Collection entries:
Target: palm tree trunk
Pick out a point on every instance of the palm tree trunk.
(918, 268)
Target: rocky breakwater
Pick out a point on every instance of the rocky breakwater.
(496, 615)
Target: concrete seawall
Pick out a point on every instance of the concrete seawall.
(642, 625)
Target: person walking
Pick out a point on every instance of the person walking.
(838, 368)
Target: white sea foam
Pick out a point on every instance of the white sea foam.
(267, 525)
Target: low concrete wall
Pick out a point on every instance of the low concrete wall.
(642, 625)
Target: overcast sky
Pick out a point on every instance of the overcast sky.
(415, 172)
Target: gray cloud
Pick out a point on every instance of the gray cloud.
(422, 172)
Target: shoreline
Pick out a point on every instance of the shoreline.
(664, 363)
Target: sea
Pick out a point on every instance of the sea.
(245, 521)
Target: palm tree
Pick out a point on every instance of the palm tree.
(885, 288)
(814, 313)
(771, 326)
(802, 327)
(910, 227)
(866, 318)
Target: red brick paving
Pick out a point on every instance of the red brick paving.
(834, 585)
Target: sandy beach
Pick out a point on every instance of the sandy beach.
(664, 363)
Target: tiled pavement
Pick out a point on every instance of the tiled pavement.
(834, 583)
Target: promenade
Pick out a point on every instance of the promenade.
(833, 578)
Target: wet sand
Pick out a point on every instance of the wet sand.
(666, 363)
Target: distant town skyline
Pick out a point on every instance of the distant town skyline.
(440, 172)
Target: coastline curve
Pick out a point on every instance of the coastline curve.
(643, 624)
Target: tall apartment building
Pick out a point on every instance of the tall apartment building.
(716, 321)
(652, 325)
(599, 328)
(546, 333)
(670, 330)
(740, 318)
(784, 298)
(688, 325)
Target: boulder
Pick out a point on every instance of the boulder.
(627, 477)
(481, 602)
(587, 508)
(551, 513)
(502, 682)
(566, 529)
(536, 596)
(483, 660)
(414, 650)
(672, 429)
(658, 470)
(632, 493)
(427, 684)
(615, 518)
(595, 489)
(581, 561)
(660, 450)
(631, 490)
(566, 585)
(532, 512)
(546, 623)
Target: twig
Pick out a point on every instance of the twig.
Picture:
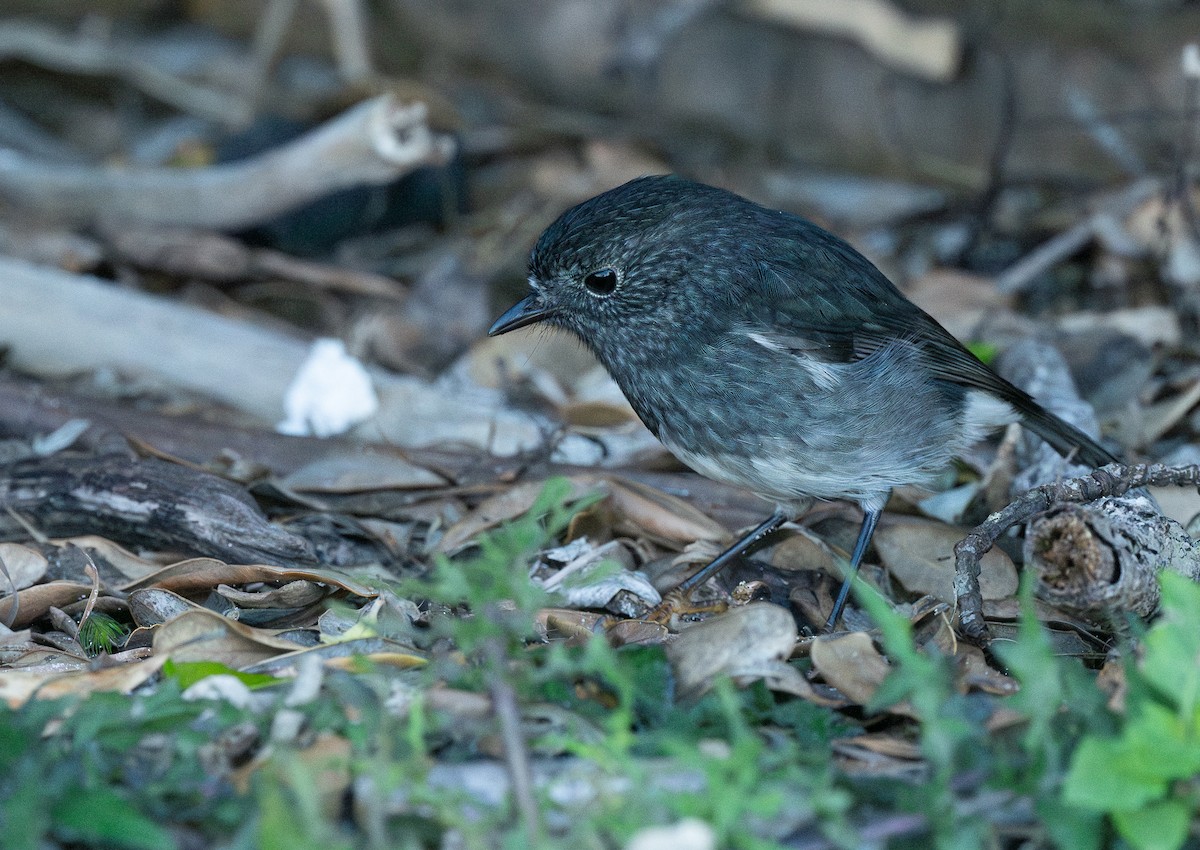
(1024, 271)
(216, 257)
(1111, 480)
(84, 54)
(930, 48)
(516, 752)
(372, 143)
(57, 323)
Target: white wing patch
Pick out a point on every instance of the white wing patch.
(823, 375)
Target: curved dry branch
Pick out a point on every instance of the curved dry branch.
(375, 142)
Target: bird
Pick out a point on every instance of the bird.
(766, 352)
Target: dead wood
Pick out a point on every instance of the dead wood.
(87, 53)
(57, 323)
(372, 143)
(223, 259)
(143, 503)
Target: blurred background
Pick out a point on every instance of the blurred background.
(1018, 167)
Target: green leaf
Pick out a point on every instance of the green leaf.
(1069, 826)
(1171, 660)
(102, 816)
(190, 672)
(1158, 826)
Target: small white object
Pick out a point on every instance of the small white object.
(689, 833)
(221, 687)
(330, 393)
(1192, 60)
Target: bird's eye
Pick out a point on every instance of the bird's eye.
(601, 281)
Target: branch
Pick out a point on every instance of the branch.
(372, 143)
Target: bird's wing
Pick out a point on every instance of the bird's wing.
(825, 300)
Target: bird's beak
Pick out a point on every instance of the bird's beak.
(526, 311)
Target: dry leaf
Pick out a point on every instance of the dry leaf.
(203, 635)
(921, 555)
(507, 506)
(37, 600)
(118, 557)
(204, 574)
(753, 640)
(355, 471)
(24, 567)
(18, 686)
(663, 515)
(851, 664)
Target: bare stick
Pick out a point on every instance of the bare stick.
(375, 142)
(1111, 480)
(85, 54)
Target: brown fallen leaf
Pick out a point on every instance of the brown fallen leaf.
(507, 506)
(154, 605)
(203, 635)
(17, 687)
(663, 515)
(354, 471)
(851, 664)
(204, 574)
(749, 641)
(23, 608)
(21, 567)
(292, 594)
(115, 556)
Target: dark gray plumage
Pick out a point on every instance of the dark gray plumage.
(766, 352)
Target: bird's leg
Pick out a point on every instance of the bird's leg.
(677, 600)
(870, 518)
(723, 560)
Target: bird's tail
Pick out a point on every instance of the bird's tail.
(1065, 438)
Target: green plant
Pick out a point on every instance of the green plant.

**The request**. Leaving out the pictures, repeat the data above exactly.

**Final result**.
Target: palm tree trunk
Pick out a point on every instance of the palm tree trunk.
(918, 268)
Target: rocky breakwater
Pick out a point on every instance of the rocky breakwater.
(496, 615)
Target: concrete seawall
Pick out a point on every instance of the concrete seawall.
(642, 625)
Target: person walking
Pick out a point on every instance of the person walking.
(838, 368)
Target: white sea foam
Pick out a point on every instance of the white sea foam.
(267, 525)
Target: low concrete wall
Pick out a point on every instance of the low concrete wall.
(642, 625)
Target: overcast sky
Pick out a point on every instance of the overcast sky.
(415, 172)
Target: gray cloud
Pick out a point on every instance of the gray cloud.
(422, 172)
Target: shoreline
Pick out a point on every instance of the shoreline.
(664, 363)
Target: sea
Pick out a point on every instance of the sea.
(245, 521)
Target: palm tree
Pick out a point on every instance of the palm tree.
(885, 288)
(814, 313)
(771, 326)
(802, 327)
(910, 227)
(866, 318)
Target: red brick paving
Pick out a point on every instance of the red brick paving.
(834, 585)
Target: sandy beach
Pick out a point on every instance of the sandy beach.
(664, 363)
Target: tiled pavement
Pick out a point on every instance of the tiled pavement.
(834, 583)
Target: promenade
Pick out a point on every instance of the promenade.
(833, 578)
Target: wet sand
Pick out a point on every instance of the wet sand.
(666, 363)
Target: distant town skyline
Pick out a point on every instance of the distant town skyline.
(440, 172)
Target: coastline curve
Pick out a point on every instance of the coastline curve.
(643, 624)
Target: tall apartment building
Pick out a point on every instance of the tall apartment building.
(716, 321)
(652, 325)
(599, 328)
(546, 333)
(670, 330)
(740, 318)
(784, 298)
(688, 325)
Target: boulder
Pick out a point on every instance of the boulder.
(627, 477)
(481, 602)
(587, 508)
(551, 513)
(502, 682)
(566, 529)
(536, 596)
(483, 660)
(414, 650)
(672, 429)
(658, 470)
(632, 493)
(427, 684)
(615, 518)
(595, 489)
(581, 561)
(660, 450)
(631, 490)
(566, 585)
(532, 512)
(546, 623)
Target: twig
Pick out a point on every instance of the twig.
Picture:
(1024, 271)
(216, 257)
(1111, 480)
(84, 54)
(930, 48)
(516, 752)
(372, 143)
(57, 323)
Target: white wing patch
Pick out a point on every instance of the white wing patch.
(823, 375)
Target: curved dry branch
Pick out a point on every instance of the curved dry branch.
(375, 142)
Target: bird
Pick out a point on every instance of the bird.
(766, 352)
Target: dead wood
Pick out a point on every instance of the dead wood.
(87, 53)
(57, 323)
(372, 143)
(223, 259)
(143, 503)
Target: blurred background
Pick out a point on every instance of the blurred background.
(1018, 167)
Target: green leaf
Pick out a point on every instance of the green leaf.
(1069, 826)
(1171, 660)
(102, 816)
(190, 672)
(1158, 826)
Target: small white object
Pick out a point on every instance of the small white object.
(689, 833)
(221, 687)
(330, 393)
(1192, 60)
Target: bird's eye
Pick out a point on every instance of the bird's eye.
(601, 281)
Target: branch
Pick out a point on every instance of the branch.
(372, 143)
Target: bird's wing
Pick out a point on every instance of the bird's wing.
(825, 300)
Target: bird's beak
Pick out a point on every instance of the bird's beak.
(526, 311)
Target: dry leaf
Pick out a point on every instance of the dry leaf.
(203, 635)
(921, 555)
(507, 506)
(37, 600)
(118, 557)
(204, 574)
(753, 640)
(355, 471)
(24, 567)
(18, 686)
(663, 515)
(851, 664)
Target: bare stick
Pick out a point on every instance of the bare stick.
(375, 142)
(1111, 480)
(85, 54)
Target: brown fallen leaf
Pick out a point on every instance of the brown fallen leaf.
(507, 506)
(154, 605)
(203, 635)
(17, 687)
(663, 515)
(354, 471)
(851, 664)
(204, 574)
(749, 641)
(23, 608)
(21, 567)
(292, 594)
(115, 556)
Target: dark gray plumage
Pick out a point on every instance of the dark gray plumage.
(766, 352)
Target: bird's leg
Pick out a point on every instance of the bird's leg.
(677, 600)
(870, 518)
(723, 560)
Target: bird's tail
Pick out a point on every instance of the bird's tail.
(1065, 438)
Target: green plant
Pick out a point on every instance of the green plant.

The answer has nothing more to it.